● DIRECTIONS: Scan the data below and state the number of lines that include the word "logo", adding no comment.

● RECORDS FOR THIS EXERCISE:
....................

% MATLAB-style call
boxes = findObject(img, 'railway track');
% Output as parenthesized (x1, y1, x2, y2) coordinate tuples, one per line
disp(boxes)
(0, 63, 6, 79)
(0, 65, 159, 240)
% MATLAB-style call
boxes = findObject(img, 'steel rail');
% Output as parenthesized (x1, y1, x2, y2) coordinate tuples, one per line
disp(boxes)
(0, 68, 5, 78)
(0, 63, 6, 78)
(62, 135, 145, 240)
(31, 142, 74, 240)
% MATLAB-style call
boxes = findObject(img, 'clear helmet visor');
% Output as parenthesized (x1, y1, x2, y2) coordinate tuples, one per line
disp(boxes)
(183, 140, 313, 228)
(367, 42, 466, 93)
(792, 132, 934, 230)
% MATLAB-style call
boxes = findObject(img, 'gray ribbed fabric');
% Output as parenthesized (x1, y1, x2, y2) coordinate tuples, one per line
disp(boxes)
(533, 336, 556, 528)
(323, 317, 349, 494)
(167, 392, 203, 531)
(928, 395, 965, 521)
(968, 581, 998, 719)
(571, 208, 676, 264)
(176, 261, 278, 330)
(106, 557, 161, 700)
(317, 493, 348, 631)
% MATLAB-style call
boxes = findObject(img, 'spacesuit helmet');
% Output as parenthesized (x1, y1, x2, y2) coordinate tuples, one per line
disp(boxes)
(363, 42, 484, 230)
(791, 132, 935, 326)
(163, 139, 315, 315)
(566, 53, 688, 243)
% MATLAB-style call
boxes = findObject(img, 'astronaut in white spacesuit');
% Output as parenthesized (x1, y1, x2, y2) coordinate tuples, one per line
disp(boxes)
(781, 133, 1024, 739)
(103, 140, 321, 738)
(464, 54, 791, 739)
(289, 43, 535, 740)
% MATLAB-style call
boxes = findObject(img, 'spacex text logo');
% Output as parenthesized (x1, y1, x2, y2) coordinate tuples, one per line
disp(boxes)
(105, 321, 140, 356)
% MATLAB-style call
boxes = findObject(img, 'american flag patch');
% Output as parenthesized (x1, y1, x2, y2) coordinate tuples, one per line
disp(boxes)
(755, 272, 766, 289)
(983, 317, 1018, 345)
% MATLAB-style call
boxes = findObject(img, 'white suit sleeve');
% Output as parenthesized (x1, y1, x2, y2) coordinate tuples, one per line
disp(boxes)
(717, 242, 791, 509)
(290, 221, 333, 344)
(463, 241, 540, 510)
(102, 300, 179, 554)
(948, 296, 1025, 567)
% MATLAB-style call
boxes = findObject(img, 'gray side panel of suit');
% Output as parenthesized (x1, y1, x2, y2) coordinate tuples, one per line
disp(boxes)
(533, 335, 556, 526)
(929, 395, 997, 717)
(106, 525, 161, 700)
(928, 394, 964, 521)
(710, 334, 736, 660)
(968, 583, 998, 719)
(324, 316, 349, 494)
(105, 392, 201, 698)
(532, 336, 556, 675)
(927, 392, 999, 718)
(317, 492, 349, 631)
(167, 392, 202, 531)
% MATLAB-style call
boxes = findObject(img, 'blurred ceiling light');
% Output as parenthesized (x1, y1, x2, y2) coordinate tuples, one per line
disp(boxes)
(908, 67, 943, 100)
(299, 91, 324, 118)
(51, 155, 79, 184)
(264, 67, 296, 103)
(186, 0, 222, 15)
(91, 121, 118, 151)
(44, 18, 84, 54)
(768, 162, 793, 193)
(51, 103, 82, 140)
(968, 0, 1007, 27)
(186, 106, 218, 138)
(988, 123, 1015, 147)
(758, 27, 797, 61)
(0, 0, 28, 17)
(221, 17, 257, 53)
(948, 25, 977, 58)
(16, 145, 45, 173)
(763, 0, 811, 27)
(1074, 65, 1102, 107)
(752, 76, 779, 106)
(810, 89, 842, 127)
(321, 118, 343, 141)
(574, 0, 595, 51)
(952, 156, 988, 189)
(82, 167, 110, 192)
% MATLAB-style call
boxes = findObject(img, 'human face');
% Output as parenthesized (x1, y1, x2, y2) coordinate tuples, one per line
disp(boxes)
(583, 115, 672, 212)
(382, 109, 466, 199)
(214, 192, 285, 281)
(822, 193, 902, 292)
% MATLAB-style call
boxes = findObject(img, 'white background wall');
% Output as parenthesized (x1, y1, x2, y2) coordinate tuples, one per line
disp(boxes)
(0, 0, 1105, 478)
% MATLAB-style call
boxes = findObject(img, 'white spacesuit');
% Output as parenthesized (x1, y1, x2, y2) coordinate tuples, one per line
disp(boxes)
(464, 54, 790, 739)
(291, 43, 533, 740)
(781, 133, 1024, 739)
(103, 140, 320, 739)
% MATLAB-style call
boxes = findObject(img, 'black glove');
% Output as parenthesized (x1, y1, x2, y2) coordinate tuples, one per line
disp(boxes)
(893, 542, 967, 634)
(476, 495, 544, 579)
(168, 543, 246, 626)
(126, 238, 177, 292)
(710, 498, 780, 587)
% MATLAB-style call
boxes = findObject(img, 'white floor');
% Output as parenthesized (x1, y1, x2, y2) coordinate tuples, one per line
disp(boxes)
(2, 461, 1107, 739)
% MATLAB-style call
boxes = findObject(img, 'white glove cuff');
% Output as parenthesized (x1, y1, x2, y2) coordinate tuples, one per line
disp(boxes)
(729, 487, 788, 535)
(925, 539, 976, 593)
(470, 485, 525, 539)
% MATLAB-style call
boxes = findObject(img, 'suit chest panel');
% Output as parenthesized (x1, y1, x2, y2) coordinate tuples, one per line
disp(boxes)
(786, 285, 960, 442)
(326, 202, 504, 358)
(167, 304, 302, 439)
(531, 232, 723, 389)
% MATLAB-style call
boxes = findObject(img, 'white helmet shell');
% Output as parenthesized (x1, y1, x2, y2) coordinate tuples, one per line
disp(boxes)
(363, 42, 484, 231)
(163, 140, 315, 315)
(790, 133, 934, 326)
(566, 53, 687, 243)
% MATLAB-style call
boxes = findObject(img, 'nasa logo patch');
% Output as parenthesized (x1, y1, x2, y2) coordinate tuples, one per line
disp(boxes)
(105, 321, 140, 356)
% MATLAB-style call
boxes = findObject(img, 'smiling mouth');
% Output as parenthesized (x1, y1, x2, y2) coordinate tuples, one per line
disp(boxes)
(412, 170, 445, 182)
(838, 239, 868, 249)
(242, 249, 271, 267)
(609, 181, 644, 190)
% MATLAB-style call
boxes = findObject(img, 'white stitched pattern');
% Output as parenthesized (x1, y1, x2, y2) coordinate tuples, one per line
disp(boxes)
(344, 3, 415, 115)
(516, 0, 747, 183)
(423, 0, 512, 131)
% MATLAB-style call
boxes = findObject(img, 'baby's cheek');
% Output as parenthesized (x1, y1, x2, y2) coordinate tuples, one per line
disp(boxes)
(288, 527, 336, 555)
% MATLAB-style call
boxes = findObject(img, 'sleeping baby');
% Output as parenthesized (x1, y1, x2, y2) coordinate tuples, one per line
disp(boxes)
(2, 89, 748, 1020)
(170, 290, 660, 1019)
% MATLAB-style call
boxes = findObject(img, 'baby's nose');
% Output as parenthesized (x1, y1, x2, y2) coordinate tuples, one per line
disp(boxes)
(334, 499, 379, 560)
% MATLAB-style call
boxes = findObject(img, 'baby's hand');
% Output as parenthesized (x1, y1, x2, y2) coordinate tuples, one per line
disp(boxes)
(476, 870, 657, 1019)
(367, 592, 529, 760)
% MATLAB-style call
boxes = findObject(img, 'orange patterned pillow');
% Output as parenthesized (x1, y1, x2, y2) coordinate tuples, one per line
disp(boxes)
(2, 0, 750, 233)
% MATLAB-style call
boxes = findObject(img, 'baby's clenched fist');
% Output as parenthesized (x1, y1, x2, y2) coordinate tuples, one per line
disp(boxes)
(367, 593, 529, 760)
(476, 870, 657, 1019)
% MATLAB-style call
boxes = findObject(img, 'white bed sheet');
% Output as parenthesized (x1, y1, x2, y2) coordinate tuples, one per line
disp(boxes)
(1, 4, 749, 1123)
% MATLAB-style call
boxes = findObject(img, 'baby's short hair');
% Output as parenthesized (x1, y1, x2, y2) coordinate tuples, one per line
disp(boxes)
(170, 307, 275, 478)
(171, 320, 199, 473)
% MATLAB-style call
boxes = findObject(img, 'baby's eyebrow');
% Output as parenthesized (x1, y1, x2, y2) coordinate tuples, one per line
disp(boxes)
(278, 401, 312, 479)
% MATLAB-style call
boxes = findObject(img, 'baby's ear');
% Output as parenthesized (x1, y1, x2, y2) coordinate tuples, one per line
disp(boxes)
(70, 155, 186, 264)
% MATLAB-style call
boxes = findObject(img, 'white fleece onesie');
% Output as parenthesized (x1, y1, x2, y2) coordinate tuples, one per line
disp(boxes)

....................

● TASK RESPONSE: 2